Given these challenges, I expect the US’s missile defense systems wouldn’t have much of an impact on the survivability of its nuclear forces. At best, I expect that the US’s missile defense systems might increase the number of surviving warheads by around 15%. At worst, they might have no impact at all.
Surviving a Russian first strike
From this, I draw the following conclusions about the survivability of the US nuclear triad. All told, unless Russia has made huge improvements in its technologies in recent years that we don’t know about, of the three legs of the nuclear triad I would expect only the ICBM count to be reduced meaningfully during a first strike. Russia has not demonstrated the ability to track US submarines, and the advanced notice given by early warning systems should give strategic bombers enough time to leave air bases before a strike hit. Once in flight, most would likely avoid detection.
Given this, I expect that somewhere between 990 and 1,500 US nuclear warheads would survive a first strike.
There are a few other very speculative factors that I haven’t taken into account, but that could impact the number of US warheads that would survive a first strike. If the US or Russia were being deceptive about the size or make up of its nuclear arsenal, the quality of its missile defense systems, or any other capabilities related to the survivability of its nuclear arsenal, my conclusions could be way off. For example, if Russia has developed a way to track US submarines without anyone knowing, a first strike could end up being much more devastating. Similarly, it’s possible that Russia would mount a cyberattack alongside a first strike — for example, tampering with the US’s early warning systems (Blaire, 2017). If either of these elements were at play, the survivability of the US arsenal could actually end up being quite a bit higher or lower.
The survivability of the Russian nuclear triad
Currently, the total number of nuclear warheads in Russia’s nuclear arsenal is estimated at 6,490, with ~1,600 deployed (Kristensen & Korda, 2019). While I’m most interested in understanding the distribution systems of _ _deployed warheads as I did in the case of the US arsenal, the breakdown of deployed Russian warheads is more poorly understood; the US releases declassified reports on its arsenal while Russia doesn’t. Given that, I can only assess the distribution of nuclear warheads in the air-based, sea-based, and land-based legs of the triad for the strategic nuclear forces — comprised of high-yield nuclear weapons that can be delivered over long distances. I focus on the strategic forces as those are the weapons that would be used to target military facilities, industrial areas, and cities, while shorter-range _tactical _nuclear weapons are intended for use in battle (Kristensen & Korda, 2019). Of the approximately 2,670 strategic forces inventory, 1,165 nuclear warheads are land-based — 414 of those are road-mobile — 786 are air-based, and 720 are sea-based (Kristensen & Korda, 2019).

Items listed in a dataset
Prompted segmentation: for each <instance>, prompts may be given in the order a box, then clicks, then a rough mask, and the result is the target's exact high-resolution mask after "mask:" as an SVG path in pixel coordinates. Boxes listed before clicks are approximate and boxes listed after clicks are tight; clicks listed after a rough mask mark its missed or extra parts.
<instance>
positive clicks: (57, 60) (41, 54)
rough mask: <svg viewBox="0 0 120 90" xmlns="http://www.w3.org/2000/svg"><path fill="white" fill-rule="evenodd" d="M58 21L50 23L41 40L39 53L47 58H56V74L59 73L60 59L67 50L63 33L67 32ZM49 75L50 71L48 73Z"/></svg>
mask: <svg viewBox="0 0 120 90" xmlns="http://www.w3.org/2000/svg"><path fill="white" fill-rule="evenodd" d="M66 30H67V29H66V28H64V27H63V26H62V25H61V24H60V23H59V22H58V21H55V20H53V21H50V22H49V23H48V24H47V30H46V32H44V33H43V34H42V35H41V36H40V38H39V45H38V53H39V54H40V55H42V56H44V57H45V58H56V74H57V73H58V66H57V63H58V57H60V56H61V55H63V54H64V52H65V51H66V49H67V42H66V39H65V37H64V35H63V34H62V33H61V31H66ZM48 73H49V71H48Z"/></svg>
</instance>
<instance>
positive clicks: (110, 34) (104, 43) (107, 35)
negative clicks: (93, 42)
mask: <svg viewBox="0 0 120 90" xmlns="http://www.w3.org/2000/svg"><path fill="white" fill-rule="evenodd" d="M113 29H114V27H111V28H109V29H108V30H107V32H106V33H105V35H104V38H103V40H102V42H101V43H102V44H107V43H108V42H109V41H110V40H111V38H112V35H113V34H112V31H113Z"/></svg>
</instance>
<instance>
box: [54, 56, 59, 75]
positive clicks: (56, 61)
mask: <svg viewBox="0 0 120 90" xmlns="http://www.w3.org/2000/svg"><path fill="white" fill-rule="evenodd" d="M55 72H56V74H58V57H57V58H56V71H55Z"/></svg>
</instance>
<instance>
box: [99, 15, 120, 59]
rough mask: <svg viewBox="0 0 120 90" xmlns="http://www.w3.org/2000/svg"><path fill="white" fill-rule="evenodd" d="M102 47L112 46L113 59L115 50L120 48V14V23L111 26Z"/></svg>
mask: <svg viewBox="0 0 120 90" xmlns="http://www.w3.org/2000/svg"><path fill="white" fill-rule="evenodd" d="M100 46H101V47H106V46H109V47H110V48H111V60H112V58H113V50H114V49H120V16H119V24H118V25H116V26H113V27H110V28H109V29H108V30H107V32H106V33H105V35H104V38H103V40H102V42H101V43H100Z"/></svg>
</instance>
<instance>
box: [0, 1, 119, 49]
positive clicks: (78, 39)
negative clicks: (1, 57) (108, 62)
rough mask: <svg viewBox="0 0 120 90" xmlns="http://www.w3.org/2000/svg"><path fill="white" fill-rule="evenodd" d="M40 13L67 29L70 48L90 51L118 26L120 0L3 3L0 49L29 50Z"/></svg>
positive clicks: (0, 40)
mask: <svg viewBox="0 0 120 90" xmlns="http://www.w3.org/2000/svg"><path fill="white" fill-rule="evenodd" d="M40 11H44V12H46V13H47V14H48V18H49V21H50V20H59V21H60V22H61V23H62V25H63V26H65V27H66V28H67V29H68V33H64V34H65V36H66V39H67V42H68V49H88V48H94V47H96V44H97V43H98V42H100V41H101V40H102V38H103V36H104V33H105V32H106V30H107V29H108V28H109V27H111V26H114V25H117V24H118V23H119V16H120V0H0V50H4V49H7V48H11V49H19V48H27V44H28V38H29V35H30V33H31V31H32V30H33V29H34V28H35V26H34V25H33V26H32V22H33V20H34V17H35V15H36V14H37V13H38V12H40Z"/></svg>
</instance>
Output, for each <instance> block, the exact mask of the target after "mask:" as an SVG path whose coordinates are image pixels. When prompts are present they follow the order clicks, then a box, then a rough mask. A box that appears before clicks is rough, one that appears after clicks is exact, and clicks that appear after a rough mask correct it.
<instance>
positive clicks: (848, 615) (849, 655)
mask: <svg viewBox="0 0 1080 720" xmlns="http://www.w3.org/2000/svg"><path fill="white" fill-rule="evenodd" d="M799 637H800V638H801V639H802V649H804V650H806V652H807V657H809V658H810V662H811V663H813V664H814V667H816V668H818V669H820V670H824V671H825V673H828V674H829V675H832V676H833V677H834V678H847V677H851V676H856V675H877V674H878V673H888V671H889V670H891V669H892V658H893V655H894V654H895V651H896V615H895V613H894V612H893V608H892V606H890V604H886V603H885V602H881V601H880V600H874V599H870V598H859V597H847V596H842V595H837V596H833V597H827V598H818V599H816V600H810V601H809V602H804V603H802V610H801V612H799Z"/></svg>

* Work task 1: Reproduce the part of the passage on nuclear arsenal survivability starting at "Surviving a Russian" and ending at "likely avoid detection.".
* Work task 2: According to the passage on nuclear arsenal survivability, how many US nuclear warheads would survive a Russian first strike?
* Work task 3: Continue the passage on nuclear arsenal survivability from its last sentence.

* Exercise answer 1:
Surviving a Russian first strike
From this, I draw the following conclusions about the survivability of the US nuclear triad. All told, unless Russia has made huge improvements in its technologies in recent years that we don’t know about, of the three legs of the nuclear triad I would expect only the ICBM count to be reduced meaningfully during a first strike. Russia has not demonstrated the ability to track US submarines, and the advanced notice given by early warning systems should give strategic bombers enough time to leave air bases before a strike hit. Once in flight, most would likely avoid detection.

* Exercise answer 2: Somewhere between 990 and 1,500 US nuclear warheads would survive a first strike.

* Exercise answer 3:
Russia’s submarine-launched ballistic missiles (SLBMs)
Again, locating enemy submarines is extremely difficult, making counterforce targeting against Russia’s SSBNs very challenging. However, unlike the US, Russia’s submarine fleet has a history of extremely poor “operational readiness” (McKinzie, eds. 2001, p.66).  Moreover, while the Russian navy has drastically improved in the past couple of decades, its submarines could be vulnerable during a first strike if only a few submarines were actually on patrol, or if they were positioned near their own naval bases, which the US would easily be able to target, as they have done in the recent past (Kristensen, 2013).
As is the case with US SSBNs, new technologies in remote sensing make Russian SSBNs increasingly vulnerable. At the same time, countermeasures are difficult and extremely costly and time-consuming to develop (Lieber & Press, 2017a, pp. 46-48). Given that the US is believed to have a bigger nuclear modernization budget, Russia may be at a considerable disadvantage when it comes to the survivability of their SLBMs (Lieber & Press, 2017a; Tian et al., 2019; Kofman, 2019).
Given all of this, I have a lot of uncertainty about whether or what proportion of the Russian SLBMs would survive a first strike. I can imagine it could be as few as 10% or as many as 100% of Russia’s SLBMs (between 40 and 430).
Russia’s air-based strategic bombers
Unlike the US, Russia does not have stealthy strategic bombers (for now). Instead, it has air-launched cruise missiles (ALCMs), shorter-range missiles, and nuclear gravity bombs that would be launched from heavy bombers. While they lack stealth technology, Russia’s heavy bombers maintain their survivability by being able to launch cruise missiles from really far away (thousands of kilometers), shielding them from US air defense systems and fighter aircraft (Military Watch, 2018). So, my sense is that Russia’s heavy bombers have comparable survivability to the US’s stealthy strategic bombers. Like the US air-based nuclear forces, Russia’s is vulnerable at a few ‘choke points’ — before take off, mid-attack, and during refueling and repair — but is overall very survivable. While, as I described above, radar and other technologies are improving, Russia’s heavy bombers will likely remain relatively survivable for the time being.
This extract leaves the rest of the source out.